The records below are to be transcribed word for word.
====
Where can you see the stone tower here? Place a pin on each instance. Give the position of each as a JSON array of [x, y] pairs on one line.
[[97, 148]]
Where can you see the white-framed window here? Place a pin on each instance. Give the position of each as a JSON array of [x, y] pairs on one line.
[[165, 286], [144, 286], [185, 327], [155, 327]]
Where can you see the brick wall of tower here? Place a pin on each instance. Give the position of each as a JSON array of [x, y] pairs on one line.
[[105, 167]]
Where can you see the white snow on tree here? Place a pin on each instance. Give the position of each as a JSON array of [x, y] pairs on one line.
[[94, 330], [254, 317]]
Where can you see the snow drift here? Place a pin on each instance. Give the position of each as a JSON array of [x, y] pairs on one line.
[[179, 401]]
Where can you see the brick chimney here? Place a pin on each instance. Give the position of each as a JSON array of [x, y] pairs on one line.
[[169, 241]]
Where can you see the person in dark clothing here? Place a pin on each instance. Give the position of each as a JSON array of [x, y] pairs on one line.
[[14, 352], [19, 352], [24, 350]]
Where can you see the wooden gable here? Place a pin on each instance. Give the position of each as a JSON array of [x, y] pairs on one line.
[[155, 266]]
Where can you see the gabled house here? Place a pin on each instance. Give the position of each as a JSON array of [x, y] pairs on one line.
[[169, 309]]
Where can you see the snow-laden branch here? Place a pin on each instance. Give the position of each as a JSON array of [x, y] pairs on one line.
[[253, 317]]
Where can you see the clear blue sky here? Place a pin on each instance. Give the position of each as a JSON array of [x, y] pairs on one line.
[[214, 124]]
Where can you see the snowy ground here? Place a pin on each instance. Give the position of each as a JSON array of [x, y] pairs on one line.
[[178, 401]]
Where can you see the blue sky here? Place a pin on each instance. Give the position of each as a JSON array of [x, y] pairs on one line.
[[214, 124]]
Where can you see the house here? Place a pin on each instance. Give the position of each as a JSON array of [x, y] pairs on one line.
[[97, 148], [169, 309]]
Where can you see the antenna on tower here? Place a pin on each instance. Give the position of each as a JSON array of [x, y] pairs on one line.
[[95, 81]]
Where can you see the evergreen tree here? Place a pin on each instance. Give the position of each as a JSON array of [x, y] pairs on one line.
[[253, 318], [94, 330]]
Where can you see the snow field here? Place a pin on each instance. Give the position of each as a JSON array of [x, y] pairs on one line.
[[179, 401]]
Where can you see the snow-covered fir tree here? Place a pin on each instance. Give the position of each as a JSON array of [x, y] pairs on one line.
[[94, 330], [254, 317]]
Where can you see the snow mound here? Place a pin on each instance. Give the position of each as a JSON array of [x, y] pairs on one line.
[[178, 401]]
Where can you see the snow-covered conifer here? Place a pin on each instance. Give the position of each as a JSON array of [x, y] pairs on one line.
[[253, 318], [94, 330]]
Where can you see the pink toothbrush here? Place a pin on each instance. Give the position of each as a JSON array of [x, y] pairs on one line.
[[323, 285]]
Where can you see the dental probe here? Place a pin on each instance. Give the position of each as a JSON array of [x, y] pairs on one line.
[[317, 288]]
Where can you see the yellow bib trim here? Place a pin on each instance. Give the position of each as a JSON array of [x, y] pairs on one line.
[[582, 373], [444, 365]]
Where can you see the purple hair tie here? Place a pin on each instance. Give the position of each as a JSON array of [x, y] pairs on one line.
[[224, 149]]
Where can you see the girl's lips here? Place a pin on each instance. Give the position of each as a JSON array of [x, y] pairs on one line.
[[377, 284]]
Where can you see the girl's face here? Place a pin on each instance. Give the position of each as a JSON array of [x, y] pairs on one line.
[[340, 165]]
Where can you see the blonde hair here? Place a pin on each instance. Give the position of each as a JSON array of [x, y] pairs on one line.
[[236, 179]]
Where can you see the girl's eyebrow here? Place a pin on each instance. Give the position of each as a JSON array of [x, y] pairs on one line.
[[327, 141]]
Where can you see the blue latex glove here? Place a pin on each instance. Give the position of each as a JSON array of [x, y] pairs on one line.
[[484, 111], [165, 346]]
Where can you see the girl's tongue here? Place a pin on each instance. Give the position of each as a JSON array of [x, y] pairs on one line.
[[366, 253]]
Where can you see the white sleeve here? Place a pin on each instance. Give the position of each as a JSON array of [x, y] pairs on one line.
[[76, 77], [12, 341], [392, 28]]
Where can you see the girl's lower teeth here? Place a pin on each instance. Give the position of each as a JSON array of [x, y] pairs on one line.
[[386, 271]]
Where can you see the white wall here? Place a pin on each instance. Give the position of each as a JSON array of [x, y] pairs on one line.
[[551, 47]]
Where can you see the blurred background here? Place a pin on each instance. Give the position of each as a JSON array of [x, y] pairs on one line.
====
#### Written answer
Where can you see the stone tower here? Place a pin on each instance. Give the position of each as a JSON array of [x, y] pairs on one line.
[[97, 148]]
Where can you see the white-framed window here? Place a pin on each instance. Give the position of each as a JSON array of [x, y] pairs on one line.
[[165, 286], [144, 286], [185, 327], [155, 327]]
Where can you see the brick wall of tower here? Place a pin on each instance. Give the position of each as a JSON array of [x, y] pairs on one line.
[[105, 167]]
Where can you see the white snow on tree here? Place a pin on each instance. Give the position of each as a JSON array of [x, y] pairs on one line.
[[94, 330], [254, 317]]
Where can you see the snow drift here? Place a pin on each instance. Give the position of each as a JSON array of [x, y] pairs on one line.
[[179, 401]]
Where can you see the brick chimney here? Place a pin on each instance. Give the position of each as a JSON array of [x, y] pairs on one line.
[[169, 241]]
Where can you see the person in dark clothing here? Place a pin on each instance. Give the position of each as a JSON array of [x, y] pairs on one line.
[[14, 352], [19, 352], [24, 350]]
Where can you see the wooden gable here? Place a pin on each instance. Give the position of each as a JSON array of [x, y] pairs on one line.
[[155, 266]]
Where can you see the gabled house here? Place a pin on each instance. Give the position of each as a JSON array of [x, y] pairs on one line.
[[169, 309]]
Where can you see the snow-laden branch here? Place a pin on each instance. Give the position of each as a JSON array of [x, y] pairs on one line.
[[253, 317]]
Where can you see the clear blue sky here? Place a pin on each instance. Give the position of each as a JSON array of [x, y] pairs on one line.
[[214, 124]]
Where can you see the snowy ground here? Place a pin on each instance. Give the position of each as a JSON array of [x, y] pairs on one line.
[[178, 401]]
Where can you see the blue sky here? Place a pin on each instance. Give the position of each as a JSON array of [x, y] pairs on one line.
[[214, 124]]
Where can you see the house here? Place a pin on each instance. Give the position of each as a JSON array of [x, y] pairs on one line.
[[97, 148], [169, 309]]
Where can you see the antenna on tower here? Place a pin on each instance. Give the position of each as a JSON array of [x, y] pairs on one line.
[[95, 81]]
Where can you see the evergreen tree here? Place a pin on each instance. Give the position of each as a JSON array of [x, y] pairs on one line.
[[253, 318], [94, 330]]
Where can you see the snow field here? Place a pin on each instance. Give the position of each as a JSON array of [x, y] pairs on one line.
[[179, 401]]
Where can you see the snow-covered fir tree here? Place a pin on each instance. Give the position of each as a JSON array of [x, y] pairs on one line.
[[94, 330], [254, 317]]
Where can you see the snow mound here? Place a pin on each instance. Give the position of each as a JSON array of [x, y] pairs on one line.
[[178, 401]]
Where can you see the snow-covered conifer here? Place a pin on each instance. Give the position of each as a JSON array of [x, y] pairs on one line.
[[253, 318], [94, 330]]
Where can you see the pink toothbrush here? Place a pin on each instance. Give the position of each as a JSON array of [x, y] pairs on one line.
[[323, 285]]
Where can you see the dental probe here? Place a pin on each instance. Give the position of each as a JSON array of [x, y] pairs on one line.
[[317, 288]]
Where can you see the yellow bib trim here? Place a pin on each instance. Give the position of each as a JSON array of [x, y] pairs on one line.
[[582, 373], [444, 365]]
Where can you see the purple hair tie here? Place a pin on each instance. Give the position of each as a JSON array of [x, y] pairs on one line.
[[224, 149]]
Where can you see the girl's lips here? Place a pin on each instance. Give the position of each as a JSON array of [x, y] pairs on one line.
[[377, 284]]
Where can you see the girl's face here? Place a pin on each instance. Give the position of each as a JSON array of [x, y] pairs on one line.
[[340, 165]]
Where can you see the blonde hair here? Place a pin on each instance. Give the position of each as a JSON array of [x, y] pairs on one line.
[[236, 179]]
Where can you see the girl's eyebrow here? Place a pin on each instance. Give the position of each as a JSON array of [x, y] pairs on one line.
[[327, 141]]
Where can you see the blue latex glove here? Place a pin on each instance. Give the position of each as a JSON array of [x, y] pairs on one line.
[[484, 111], [165, 346]]
Where can you see the girl's tongue here? Place a pin on each instance. Give the position of each as a JSON array of [x, y] pairs on one line.
[[366, 253]]
Where can you see the white sleeve here? Place a pin on each instance. Give the position of each as a JSON array of [x, y] pairs on one line.
[[76, 77], [12, 341], [392, 28]]
Where can you see the girl's lower teeth here? Place a pin on each instance. Give the position of each as a JSON array of [x, y] pairs on one line.
[[386, 271]]
Where can you see the white wall here? Place a pin on each instance. Give the position of each as a JSON array of [x, y] pairs on one line.
[[551, 47]]
Where can you see the blurred background here? Place a pin on each instance. Give the position of each as a JSON array of [x, y] pairs on one line.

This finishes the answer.